> [Task requirements]: Can you reproduce verbatim the lines of the entries below, starting at the line containing "Ground kitchen counter in the scene above." and ending at the line containing "[9,171,69,233]", both included?

> [Input data]:
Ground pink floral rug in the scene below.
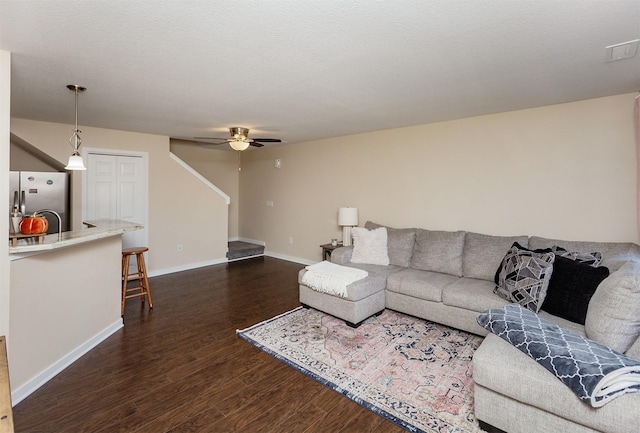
[238,307,482,433]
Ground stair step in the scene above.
[227,241,264,260]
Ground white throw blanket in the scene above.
[302,260,369,298]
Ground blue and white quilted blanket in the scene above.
[478,304,640,407]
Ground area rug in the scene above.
[237,307,482,433]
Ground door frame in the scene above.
[82,147,149,255]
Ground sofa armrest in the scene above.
[331,246,353,265]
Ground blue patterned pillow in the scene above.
[493,244,555,313]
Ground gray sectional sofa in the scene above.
[299,222,640,433]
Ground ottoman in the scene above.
[298,269,387,327]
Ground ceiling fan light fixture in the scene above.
[229,140,250,151]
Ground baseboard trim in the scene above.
[11,318,124,406]
[235,238,267,247]
[264,251,318,265]
[147,257,228,277]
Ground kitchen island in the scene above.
[9,219,143,260]
[8,220,142,405]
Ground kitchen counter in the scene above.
[9,219,143,258]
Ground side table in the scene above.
[320,242,342,260]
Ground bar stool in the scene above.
[121,247,153,316]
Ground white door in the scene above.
[84,152,148,258]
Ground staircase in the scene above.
[227,241,264,261]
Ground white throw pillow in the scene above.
[351,227,389,266]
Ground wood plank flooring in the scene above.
[14,257,404,433]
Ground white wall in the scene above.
[239,94,638,260]
[9,236,122,405]
[0,51,11,338]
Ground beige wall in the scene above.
[11,118,228,274]
[239,94,638,260]
[171,139,239,239]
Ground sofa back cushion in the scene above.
[411,229,465,277]
[529,236,640,272]
[585,261,640,353]
[364,221,416,268]
[462,233,529,281]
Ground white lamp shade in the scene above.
[229,140,249,150]
[338,207,358,226]
[64,155,87,170]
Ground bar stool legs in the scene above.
[121,247,153,316]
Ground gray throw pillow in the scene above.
[585,262,640,353]
[411,229,466,277]
[493,246,555,313]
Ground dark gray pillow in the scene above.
[542,256,609,325]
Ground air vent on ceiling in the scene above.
[606,39,640,62]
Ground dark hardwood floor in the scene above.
[14,257,404,433]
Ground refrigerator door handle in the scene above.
[20,191,27,216]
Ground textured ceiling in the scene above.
[0,0,640,147]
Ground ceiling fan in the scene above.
[194,126,282,151]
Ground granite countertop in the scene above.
[9,219,143,254]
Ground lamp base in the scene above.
[342,226,351,247]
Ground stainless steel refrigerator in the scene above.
[9,171,69,233]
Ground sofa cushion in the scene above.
[387,268,458,302]
[542,255,609,325]
[473,334,640,433]
[442,277,509,313]
[411,229,465,277]
[364,221,416,268]
[494,244,555,313]
[462,233,529,281]
[351,227,389,265]
[585,262,640,353]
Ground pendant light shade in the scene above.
[65,84,87,170]
[64,155,87,170]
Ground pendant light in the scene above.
[65,84,87,170]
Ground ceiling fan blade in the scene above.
[253,138,282,143]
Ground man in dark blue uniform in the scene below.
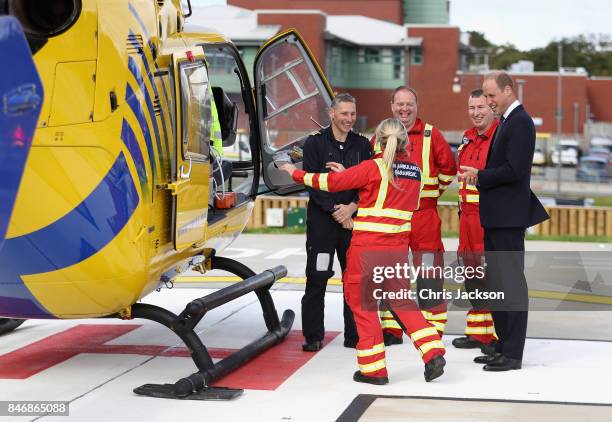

> [Exercise answer]:
Ground kitchen counter in the scene above.
[9,219,143,258]
Ground side table in the scene above.
[320,242,342,260]
Ground bar stool in the scene above.
[121,247,153,316]
Ground white door in the scene above.
[84,152,148,258]
Ground staircase in the scene above.
[227,241,264,261]
Ground white throw pillow in the scene above.
[351,227,389,266]
Ground wood plank flooring in the scene above.
[14,257,404,433]
Ground white wall in the scene above.
[239,94,638,260]
[9,236,122,405]
[0,51,11,338]
Ground beige wall in the scene above.
[11,118,228,274]
[239,94,638,260]
[171,139,239,239]
Ground sofa back cushion in the scene above.
[411,229,465,277]
[529,236,640,272]
[585,261,640,353]
[364,221,416,268]
[462,233,529,281]
Ground white lamp shade in the scene above.
[229,140,249,150]
[338,207,358,226]
[64,155,87,170]
Ground bar stool legs in the scene above.
[121,247,153,316]
Ground gray throw pillow in the scene above.
[585,262,640,353]
[411,229,466,277]
[493,246,555,313]
Ground dark gray pillow in the scene above.
[542,256,609,325]
Ground air vent on ceiling in the scene above.
[606,39,640,62]
Ground dark hardwood floor in the scene above.
[14,257,404,433]
Ground refrigerator door handle in the scene above.
[20,191,27,216]
Ground textured ceiling in the scene above.
[0,0,640,147]
Ground ceiling fan in the scene above.
[194,126,282,151]
Ground granite countertop in the scene above.
[9,219,143,254]
Ground lamp base in the scene above.
[342,226,351,247]
Ground stainless steel refrigerator in the scene above.
[9,171,69,233]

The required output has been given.